__Stored items from a collection__:
----

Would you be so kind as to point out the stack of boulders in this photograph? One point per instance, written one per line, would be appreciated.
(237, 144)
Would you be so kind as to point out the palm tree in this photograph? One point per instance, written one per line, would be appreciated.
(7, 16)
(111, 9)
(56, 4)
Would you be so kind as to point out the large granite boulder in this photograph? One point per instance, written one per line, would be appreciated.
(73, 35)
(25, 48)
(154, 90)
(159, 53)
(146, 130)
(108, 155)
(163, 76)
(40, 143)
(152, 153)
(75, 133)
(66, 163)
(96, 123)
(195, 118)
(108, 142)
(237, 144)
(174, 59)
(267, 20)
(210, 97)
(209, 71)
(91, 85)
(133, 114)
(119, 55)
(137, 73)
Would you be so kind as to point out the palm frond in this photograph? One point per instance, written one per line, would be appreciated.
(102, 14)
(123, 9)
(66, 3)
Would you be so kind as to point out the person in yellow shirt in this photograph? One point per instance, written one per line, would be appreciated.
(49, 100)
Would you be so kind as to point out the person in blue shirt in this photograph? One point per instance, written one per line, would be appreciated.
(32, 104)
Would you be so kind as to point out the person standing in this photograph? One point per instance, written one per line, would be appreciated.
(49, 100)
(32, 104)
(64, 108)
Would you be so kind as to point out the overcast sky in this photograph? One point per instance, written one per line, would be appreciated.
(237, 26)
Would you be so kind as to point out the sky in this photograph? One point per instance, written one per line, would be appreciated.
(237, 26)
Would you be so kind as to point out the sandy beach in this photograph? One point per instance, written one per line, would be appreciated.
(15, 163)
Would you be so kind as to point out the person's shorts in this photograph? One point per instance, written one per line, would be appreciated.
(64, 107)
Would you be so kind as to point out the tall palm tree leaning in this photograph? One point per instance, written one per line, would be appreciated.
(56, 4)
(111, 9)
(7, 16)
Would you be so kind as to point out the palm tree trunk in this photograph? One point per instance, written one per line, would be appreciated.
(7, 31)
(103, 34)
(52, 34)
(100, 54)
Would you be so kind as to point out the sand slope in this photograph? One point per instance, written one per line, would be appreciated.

----

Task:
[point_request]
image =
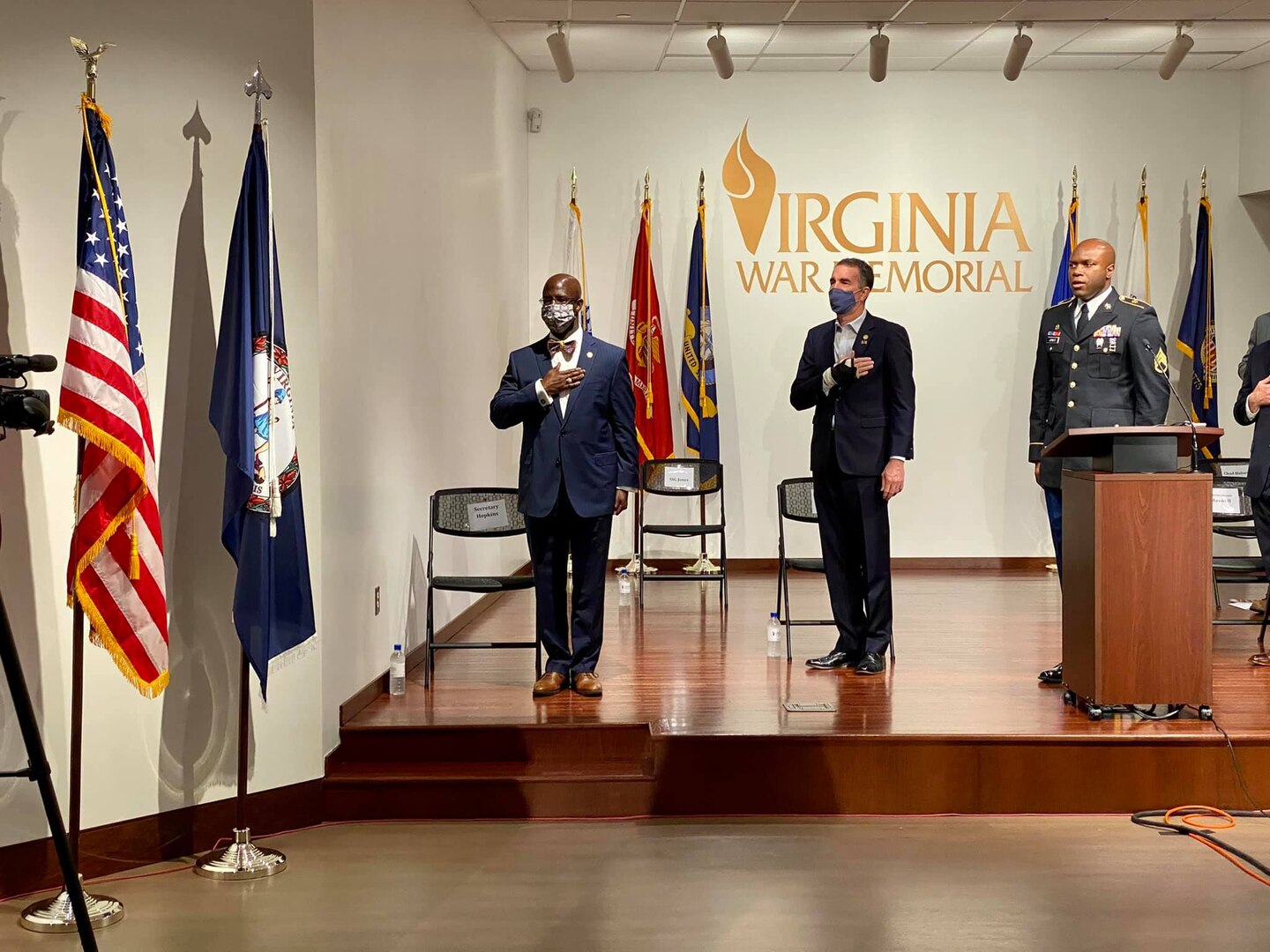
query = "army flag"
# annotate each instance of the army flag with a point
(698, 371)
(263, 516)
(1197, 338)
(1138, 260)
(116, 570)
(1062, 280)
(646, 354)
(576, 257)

----

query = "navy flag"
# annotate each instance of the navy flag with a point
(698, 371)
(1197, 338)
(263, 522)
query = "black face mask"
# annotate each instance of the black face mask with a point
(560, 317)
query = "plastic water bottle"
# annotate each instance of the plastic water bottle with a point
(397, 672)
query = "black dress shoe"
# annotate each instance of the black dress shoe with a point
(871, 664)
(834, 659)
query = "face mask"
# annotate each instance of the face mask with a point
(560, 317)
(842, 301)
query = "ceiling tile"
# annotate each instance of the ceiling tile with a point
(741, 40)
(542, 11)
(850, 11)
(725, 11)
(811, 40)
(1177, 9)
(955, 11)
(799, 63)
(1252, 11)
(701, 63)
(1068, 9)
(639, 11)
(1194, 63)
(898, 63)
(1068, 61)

----

__Task instructions__: Copy out the records above word for word, starting with the line that contains "palm tree trunk" and ending with the line that contains "the sand slope", both of those lines included.

__Output for this task__:
Would you be so kind as to point out the palm tree trunk in this photograph? One point per instance, written one per line, would be appreciated.
(7, 31)
(103, 34)
(52, 34)
(100, 54)
Would you be so kind as to point out the sand slope in this photograph? One point per instance, written one per line, would be appreciated.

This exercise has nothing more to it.